◆ Travail demandé ◆
**A)** Répondez aux questions suivantes d'après le texte fourni sur la Côte d'Ivoire, en marquant vos réponses de la même manière :
(i) À quelle date l'article a-t-il été mis en ligne ?
(ii) En quel lieu Nicolas Sarkozy a-t-il prononcé son discours du 21 mai ?
(iii) Devant quel public ce discours a-t-il été prononcé ?
**B)** D'après le texte fourni, pourquoi les déclarations de ce discours n'ont-elles apparemment pas été relevées par des députés ou des journalistes ? Expliquez-le en une à trois phrases.
──────── Texte fourni ────────
Survie

Côte d’Ivoire - fragments d’un discours

(mis en ligne le 1er août 2011) - Odile Tobner

Le discours que Nicolas Sarkozy
a prononcé le 21 mai à Port
Bouët, base militaire française
d’Abidjan, devant la communauté
française en Côte d’Ivoire, est une
mine de déclarations plus énormes les
unes que les autres, qu’une opinion
publique tant soit peu avertie aurait dû
relever par l’intermédiaire de députés
ou de journalistes. Mais apparemment,
l’absurdité en matière de politique
africaine ne choque personne chez la
grande majorité de la classe dirigeante
française et pas seulement dans l’actuel
gouvernement.
──────── Enregistrements conservés ────────
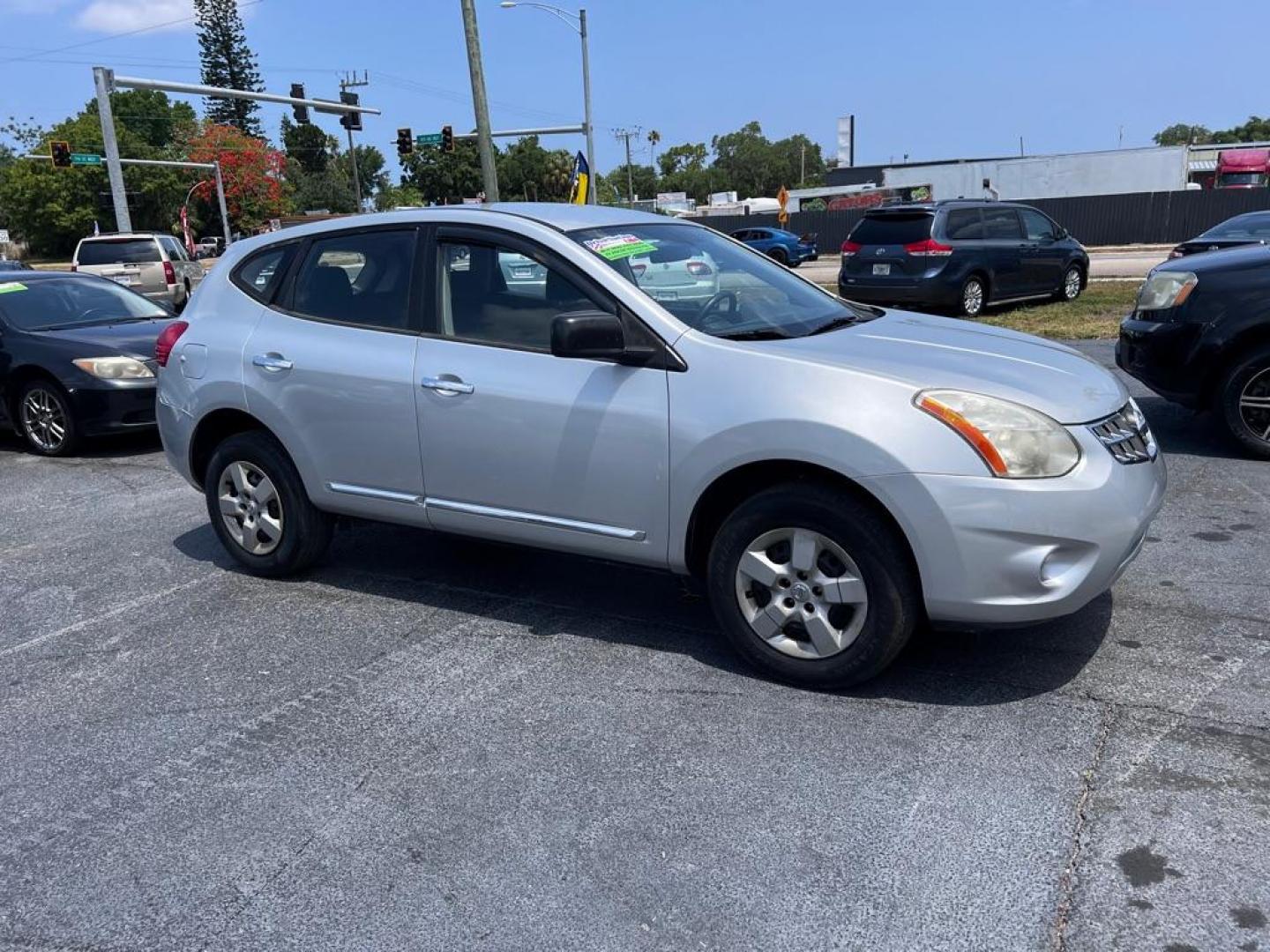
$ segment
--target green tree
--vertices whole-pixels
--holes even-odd
[[[260,70],[255,53],[246,44],[246,30],[237,0],[194,0],[198,24],[198,58],[203,85],[259,91]],[[254,138],[262,138],[260,107],[250,99],[207,99],[207,118],[218,126],[234,126]]]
────────
◆ Réponses correctes ◆
**A)**
(i) Le 1er août 2011.
(ii) À Port Bouët, base militaire française d'Abidjan.
(iii) Devant la communauté française en Côte d'Ivoire.

**B)** L'absurdité en matière de politique africaine ne choque apparemment personne chez la grande majorité de la classe dirigeante française. Cela ne concerne pas seulement le gouvernement en place.